Objective: Please find each line in the data below that contains the word "mirror" and copy those lines out in full.

Stored data:
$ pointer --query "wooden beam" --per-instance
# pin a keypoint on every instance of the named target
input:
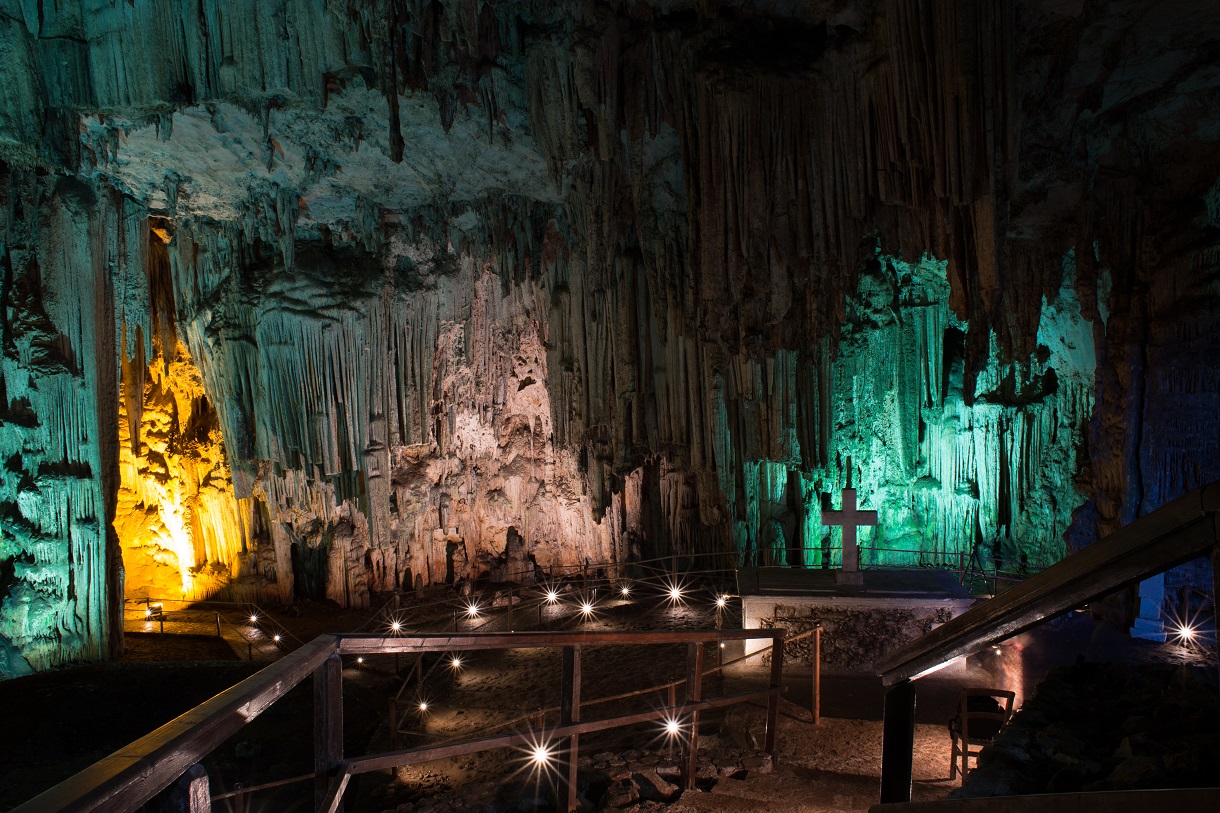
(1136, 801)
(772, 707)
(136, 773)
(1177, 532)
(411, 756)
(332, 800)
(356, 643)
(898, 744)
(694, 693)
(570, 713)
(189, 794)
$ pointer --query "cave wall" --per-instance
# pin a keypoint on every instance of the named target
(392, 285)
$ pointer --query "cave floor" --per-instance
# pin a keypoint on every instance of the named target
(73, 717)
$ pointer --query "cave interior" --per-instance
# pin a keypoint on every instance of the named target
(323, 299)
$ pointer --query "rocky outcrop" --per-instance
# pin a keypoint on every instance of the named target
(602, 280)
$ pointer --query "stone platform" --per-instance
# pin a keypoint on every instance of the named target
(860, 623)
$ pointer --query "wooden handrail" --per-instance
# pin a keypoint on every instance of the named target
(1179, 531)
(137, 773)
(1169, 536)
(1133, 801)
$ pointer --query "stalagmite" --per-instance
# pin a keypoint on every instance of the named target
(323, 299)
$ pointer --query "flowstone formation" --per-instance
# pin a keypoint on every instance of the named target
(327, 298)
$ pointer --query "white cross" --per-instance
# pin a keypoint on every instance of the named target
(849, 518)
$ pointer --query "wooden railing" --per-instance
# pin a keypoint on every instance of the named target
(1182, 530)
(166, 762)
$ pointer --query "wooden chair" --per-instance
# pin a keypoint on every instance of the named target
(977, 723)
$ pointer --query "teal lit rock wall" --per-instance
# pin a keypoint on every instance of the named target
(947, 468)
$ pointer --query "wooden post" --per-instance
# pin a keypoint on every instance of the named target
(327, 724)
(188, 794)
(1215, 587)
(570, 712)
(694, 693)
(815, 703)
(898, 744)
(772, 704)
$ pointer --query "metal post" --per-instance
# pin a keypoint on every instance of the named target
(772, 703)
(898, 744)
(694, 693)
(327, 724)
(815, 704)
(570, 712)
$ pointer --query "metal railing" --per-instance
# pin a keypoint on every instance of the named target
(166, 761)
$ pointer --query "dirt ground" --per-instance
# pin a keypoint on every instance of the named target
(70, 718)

--

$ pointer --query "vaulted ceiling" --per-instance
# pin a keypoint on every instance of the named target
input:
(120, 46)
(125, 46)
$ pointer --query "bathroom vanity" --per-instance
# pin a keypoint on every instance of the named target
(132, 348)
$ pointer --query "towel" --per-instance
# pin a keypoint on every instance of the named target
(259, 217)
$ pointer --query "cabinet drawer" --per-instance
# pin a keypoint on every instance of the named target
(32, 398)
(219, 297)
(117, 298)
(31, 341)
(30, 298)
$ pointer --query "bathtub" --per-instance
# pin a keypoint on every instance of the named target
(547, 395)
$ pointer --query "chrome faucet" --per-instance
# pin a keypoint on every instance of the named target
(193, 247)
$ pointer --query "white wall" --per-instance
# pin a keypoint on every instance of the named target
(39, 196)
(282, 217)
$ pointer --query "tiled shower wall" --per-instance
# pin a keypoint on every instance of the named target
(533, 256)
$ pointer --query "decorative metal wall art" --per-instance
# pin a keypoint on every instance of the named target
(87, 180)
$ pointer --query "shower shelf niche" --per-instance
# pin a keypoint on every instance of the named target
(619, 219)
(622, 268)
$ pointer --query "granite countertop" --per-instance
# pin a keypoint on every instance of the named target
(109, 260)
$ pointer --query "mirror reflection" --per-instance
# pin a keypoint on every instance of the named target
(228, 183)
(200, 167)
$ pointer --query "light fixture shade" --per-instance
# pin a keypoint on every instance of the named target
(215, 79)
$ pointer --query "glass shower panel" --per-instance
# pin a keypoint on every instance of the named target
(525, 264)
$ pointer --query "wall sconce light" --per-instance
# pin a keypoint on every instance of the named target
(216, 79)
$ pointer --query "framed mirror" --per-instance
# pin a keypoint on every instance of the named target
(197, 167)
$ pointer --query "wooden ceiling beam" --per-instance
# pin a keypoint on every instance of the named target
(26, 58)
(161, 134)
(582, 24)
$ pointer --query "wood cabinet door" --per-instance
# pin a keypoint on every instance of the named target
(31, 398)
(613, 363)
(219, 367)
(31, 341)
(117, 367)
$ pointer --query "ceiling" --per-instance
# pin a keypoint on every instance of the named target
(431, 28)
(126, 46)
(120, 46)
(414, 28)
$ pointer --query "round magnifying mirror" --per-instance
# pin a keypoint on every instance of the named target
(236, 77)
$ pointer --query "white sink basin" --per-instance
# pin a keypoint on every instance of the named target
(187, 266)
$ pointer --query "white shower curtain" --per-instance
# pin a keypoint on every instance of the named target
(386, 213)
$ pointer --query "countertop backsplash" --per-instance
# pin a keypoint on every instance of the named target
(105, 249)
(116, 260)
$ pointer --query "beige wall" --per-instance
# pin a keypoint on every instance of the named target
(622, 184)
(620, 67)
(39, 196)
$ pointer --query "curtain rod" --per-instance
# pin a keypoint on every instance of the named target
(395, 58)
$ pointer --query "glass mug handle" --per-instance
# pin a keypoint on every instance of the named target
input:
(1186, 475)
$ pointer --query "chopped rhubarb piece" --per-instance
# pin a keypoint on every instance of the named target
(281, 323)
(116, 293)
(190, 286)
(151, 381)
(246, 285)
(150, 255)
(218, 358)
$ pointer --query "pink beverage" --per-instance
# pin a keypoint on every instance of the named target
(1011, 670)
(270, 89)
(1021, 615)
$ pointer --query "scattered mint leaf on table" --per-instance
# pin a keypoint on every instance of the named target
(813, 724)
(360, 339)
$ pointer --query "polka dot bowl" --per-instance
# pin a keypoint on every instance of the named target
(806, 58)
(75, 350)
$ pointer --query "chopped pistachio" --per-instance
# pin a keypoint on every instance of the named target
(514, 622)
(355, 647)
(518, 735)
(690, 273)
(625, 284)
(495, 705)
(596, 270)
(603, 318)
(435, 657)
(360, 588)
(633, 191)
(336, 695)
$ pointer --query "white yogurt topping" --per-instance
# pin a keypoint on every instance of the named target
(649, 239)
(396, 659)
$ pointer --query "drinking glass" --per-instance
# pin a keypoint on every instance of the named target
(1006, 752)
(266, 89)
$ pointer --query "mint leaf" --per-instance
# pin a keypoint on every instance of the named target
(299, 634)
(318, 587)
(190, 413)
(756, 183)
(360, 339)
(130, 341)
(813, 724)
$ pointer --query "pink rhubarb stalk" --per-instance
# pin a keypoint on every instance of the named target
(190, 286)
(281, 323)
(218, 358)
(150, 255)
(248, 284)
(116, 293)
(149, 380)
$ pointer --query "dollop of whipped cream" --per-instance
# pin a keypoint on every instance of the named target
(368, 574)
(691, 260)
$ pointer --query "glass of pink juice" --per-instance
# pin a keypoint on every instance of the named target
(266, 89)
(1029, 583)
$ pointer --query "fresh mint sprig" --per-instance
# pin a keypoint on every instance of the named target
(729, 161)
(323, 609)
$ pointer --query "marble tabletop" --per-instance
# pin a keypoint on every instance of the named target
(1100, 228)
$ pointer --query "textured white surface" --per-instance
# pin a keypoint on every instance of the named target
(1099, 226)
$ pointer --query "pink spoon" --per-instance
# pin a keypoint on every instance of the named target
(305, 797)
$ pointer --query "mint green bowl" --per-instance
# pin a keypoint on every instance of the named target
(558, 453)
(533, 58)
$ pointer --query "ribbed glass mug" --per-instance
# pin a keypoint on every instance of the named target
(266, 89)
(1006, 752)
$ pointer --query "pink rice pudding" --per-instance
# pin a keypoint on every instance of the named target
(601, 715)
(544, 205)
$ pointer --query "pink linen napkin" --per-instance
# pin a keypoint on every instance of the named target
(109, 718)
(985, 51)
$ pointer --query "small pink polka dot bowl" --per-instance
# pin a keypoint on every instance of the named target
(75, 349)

The completed task:
$ pointer --query "mirror reflection" --per-instance
$ pointer --query "framed mirror" --per-instance
$ pointer --query "round magnifying mirror" --per-instance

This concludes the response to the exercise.